| Written instruction |
Please copy out everything in the records from the line containing "Task: localize gray" down to the line containing "[19,348,659,1121]", substituting "red curry sauce" for "orange curry sauce" and keeping all else unchanged.
** START OF Source material **
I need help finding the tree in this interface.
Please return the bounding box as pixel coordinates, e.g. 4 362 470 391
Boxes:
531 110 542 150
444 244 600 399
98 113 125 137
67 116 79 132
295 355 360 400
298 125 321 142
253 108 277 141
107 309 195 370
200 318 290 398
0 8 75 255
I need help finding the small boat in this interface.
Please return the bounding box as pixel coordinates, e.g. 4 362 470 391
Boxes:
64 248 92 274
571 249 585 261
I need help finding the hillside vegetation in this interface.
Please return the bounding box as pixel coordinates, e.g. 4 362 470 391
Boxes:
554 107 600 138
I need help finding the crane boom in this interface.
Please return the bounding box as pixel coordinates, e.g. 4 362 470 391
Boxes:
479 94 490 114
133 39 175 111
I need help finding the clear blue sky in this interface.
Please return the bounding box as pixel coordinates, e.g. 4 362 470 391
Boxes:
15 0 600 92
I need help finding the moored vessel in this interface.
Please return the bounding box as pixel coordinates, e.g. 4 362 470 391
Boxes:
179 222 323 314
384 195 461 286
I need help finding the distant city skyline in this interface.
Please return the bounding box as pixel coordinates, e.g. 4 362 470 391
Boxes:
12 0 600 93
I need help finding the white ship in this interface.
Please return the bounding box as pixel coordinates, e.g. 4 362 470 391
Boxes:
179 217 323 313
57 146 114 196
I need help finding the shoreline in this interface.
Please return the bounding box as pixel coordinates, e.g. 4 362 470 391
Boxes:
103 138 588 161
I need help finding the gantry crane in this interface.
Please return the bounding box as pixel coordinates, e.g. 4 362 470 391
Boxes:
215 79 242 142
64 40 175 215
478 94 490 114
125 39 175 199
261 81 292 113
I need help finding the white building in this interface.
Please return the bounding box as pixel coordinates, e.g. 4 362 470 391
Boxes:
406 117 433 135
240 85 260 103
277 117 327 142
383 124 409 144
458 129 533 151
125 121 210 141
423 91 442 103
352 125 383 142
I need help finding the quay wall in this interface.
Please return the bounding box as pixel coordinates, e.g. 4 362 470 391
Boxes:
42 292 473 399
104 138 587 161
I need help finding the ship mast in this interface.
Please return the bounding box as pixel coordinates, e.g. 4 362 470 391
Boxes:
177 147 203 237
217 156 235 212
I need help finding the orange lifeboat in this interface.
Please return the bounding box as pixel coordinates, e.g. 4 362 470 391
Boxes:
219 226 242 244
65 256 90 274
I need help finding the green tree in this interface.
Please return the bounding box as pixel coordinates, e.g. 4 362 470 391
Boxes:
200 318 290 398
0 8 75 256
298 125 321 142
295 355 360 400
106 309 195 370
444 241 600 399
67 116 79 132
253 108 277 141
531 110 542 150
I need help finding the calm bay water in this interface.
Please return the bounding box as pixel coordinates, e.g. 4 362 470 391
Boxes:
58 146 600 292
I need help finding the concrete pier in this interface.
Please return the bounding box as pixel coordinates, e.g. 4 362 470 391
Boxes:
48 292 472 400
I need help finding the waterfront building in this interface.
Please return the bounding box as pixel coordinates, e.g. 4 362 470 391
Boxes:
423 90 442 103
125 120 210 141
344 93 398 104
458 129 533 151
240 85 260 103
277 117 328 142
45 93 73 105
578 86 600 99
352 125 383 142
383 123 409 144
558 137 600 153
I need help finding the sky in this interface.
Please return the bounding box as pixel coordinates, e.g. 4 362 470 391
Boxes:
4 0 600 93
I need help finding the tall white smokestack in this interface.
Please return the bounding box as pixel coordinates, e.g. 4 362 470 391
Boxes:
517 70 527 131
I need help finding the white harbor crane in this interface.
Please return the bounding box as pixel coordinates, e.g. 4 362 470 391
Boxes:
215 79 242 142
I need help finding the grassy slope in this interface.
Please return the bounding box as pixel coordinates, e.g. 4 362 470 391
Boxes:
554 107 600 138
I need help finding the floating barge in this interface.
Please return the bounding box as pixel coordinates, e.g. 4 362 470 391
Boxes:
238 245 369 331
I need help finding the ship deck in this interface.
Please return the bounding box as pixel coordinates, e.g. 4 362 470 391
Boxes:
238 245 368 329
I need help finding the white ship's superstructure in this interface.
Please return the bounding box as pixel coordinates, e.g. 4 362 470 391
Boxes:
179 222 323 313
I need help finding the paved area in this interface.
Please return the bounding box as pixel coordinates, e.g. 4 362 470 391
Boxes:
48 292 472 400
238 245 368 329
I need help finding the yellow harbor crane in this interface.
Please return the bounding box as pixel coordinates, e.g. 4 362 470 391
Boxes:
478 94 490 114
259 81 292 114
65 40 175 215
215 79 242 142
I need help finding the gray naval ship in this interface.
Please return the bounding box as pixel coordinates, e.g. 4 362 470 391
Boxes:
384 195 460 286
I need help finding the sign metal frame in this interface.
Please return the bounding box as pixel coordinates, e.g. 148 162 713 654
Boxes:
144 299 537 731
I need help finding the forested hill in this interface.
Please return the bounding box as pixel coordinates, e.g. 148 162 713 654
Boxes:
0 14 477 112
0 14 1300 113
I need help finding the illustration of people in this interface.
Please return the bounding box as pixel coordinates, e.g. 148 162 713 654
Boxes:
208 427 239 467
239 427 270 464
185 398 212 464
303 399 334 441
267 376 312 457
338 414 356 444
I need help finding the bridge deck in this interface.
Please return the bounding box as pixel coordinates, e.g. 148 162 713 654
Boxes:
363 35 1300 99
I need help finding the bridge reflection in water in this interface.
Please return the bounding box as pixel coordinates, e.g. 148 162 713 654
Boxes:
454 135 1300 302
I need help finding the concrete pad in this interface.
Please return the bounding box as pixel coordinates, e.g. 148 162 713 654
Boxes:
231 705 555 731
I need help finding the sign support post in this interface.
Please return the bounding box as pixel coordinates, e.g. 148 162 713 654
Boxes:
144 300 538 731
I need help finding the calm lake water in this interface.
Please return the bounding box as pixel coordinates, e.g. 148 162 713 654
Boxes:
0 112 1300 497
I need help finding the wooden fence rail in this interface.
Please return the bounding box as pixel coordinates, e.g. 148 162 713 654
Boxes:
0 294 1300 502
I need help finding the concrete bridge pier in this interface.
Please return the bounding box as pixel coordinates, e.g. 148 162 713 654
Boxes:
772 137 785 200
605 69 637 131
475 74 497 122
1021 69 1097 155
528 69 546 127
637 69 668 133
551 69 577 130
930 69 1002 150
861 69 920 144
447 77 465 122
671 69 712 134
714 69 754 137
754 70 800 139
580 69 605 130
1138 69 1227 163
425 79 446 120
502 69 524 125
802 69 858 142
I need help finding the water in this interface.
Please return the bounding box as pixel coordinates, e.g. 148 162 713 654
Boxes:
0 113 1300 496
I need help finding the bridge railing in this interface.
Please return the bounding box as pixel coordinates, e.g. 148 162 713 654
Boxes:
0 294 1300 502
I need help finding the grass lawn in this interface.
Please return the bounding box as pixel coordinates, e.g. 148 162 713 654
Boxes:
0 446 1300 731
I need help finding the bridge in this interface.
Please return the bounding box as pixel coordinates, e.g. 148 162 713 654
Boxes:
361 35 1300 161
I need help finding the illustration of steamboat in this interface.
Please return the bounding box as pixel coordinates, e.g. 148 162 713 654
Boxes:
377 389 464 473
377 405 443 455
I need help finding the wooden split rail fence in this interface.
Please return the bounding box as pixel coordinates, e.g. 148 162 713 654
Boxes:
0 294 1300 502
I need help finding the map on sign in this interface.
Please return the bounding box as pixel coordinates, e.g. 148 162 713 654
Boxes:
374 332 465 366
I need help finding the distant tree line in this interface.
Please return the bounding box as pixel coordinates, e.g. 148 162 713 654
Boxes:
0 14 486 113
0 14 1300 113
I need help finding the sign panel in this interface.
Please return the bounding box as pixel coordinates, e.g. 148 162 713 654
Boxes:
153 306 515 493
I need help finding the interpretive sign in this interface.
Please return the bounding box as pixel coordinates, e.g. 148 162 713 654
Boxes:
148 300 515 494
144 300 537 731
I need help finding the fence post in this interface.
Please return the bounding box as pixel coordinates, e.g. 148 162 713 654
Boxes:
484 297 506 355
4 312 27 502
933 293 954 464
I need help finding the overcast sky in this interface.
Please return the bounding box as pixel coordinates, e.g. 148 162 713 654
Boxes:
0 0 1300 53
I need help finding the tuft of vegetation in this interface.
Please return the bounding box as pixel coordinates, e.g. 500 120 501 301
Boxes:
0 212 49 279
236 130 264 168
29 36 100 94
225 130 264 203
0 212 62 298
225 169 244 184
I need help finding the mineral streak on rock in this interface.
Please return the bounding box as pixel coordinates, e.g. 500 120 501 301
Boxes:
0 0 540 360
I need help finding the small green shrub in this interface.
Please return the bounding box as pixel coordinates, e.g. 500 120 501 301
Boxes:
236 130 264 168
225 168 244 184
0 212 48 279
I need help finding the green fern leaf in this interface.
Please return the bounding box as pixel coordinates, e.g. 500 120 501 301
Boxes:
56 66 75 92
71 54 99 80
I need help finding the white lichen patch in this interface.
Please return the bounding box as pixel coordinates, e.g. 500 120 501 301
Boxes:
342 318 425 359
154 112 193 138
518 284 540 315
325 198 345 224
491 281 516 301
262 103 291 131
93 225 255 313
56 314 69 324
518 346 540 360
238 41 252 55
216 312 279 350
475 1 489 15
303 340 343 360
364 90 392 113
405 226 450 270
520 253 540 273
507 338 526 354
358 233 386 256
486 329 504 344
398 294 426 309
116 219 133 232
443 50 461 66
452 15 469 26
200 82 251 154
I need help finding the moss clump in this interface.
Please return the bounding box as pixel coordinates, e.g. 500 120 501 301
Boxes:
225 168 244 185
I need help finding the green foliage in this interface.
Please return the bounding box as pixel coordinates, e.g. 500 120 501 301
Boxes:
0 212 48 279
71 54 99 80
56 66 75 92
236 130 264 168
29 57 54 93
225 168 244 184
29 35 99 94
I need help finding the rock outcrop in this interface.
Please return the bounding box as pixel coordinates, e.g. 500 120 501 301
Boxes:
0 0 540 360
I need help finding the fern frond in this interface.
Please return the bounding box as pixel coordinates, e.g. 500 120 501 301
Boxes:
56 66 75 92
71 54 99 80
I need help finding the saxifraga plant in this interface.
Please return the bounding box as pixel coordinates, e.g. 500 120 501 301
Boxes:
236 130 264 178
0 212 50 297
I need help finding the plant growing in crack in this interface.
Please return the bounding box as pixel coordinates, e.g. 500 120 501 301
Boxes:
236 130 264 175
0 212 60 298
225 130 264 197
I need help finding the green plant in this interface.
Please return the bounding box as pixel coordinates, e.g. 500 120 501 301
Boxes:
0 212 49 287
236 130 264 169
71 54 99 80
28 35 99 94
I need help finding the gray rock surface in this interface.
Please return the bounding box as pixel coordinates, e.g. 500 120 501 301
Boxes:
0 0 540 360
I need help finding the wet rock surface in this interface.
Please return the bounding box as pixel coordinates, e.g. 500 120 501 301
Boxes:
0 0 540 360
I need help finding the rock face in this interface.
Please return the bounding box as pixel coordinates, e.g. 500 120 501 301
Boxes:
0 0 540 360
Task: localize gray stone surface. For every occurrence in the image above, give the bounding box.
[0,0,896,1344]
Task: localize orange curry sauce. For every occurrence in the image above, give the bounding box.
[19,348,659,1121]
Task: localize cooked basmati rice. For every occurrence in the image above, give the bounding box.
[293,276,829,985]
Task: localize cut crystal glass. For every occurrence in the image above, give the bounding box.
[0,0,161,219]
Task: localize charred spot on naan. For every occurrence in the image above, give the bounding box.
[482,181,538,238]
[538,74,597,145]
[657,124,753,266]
** END OF Source material **
| Reply to the exercise |
Task: localize gray stone surface. For every occurrence in the image above, give the bounding box.
[0,0,896,1344]
Task: localize red curry sauce. For every occurrence in the image above, give the bounding box.
[19,348,659,1121]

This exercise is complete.